[What is expected]:
In the text on data pipeline visualization below, why did the team start building a visualization of its ETL process in AppScript? Answer in one to three sentences.

[Text excerpt]:
-*-

Data processing and transformation within ETL processes is performed in a wide range of tools – for example, Google BigQuery, Keboola or Data Studio. For clarity, easy control of the entire data flow and easier orientation when editing or managing, it is important for us to visualize the entire process, so we started developing a Data pipeline visualization in AppScript. It is a clear diagram of all stages of our ETL process and also serves as a signpost to links to documentation or other settings. It also allows visualization for linking people from different areas, not directly affected by ETL. Whoever is processing the visualization can see the path that led to the creation of their source table, and the data assistant can see what is happening where and when.
Main advantages of visualization
The visualization consists of cells and connecting arrows that define their interrelationships. Each cell provides sufficient space to fill in all the relevant information.
1. Variability
In each cell there is space for filling in basic information about the process level. We have space to name a specific ETL step (default database/Keboola extractor/BigQuery table/Data Studio report).

-*-

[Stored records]

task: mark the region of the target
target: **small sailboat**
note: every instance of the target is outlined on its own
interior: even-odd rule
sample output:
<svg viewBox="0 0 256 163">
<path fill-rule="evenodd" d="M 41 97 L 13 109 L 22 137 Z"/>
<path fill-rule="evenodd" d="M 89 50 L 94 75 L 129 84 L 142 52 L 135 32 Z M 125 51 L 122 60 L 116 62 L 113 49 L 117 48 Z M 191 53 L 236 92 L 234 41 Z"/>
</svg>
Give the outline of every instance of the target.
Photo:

-*-

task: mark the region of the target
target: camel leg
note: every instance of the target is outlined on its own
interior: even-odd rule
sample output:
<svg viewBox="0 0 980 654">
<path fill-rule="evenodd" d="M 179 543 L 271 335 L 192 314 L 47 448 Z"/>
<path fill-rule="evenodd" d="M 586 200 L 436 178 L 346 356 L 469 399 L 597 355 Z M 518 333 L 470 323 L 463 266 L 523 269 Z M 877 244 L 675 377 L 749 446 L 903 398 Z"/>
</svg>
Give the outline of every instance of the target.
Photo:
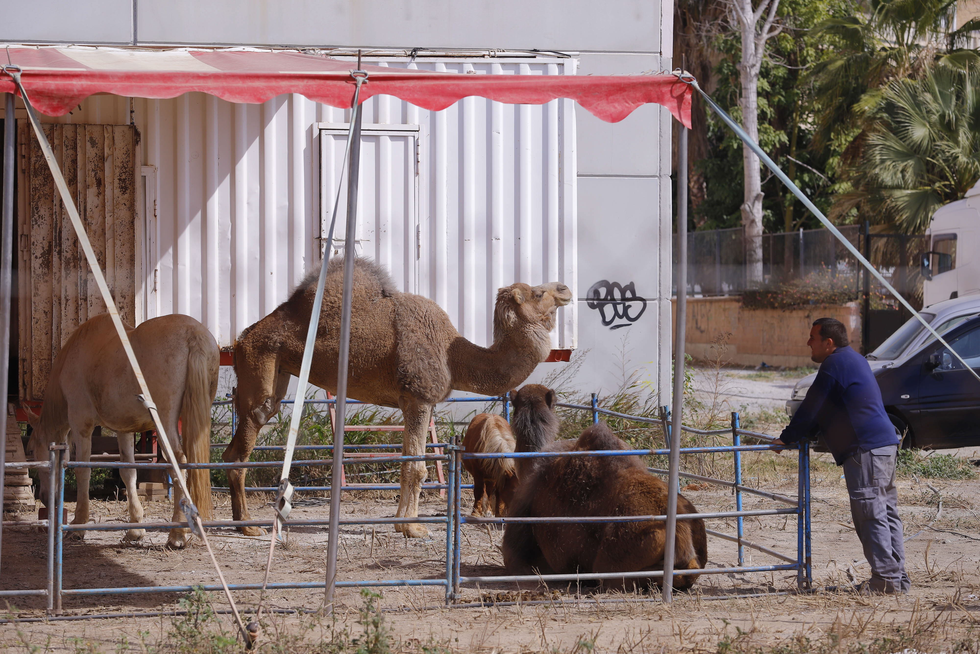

-*-

[Written response]:
Data in their ETL processes is handled across many tools, such as Google BigQuery, Keboola and Data Studio. So they needed to see the whole process for clarity, easy control of the entire data flow, and easier orientation when editing or managing it.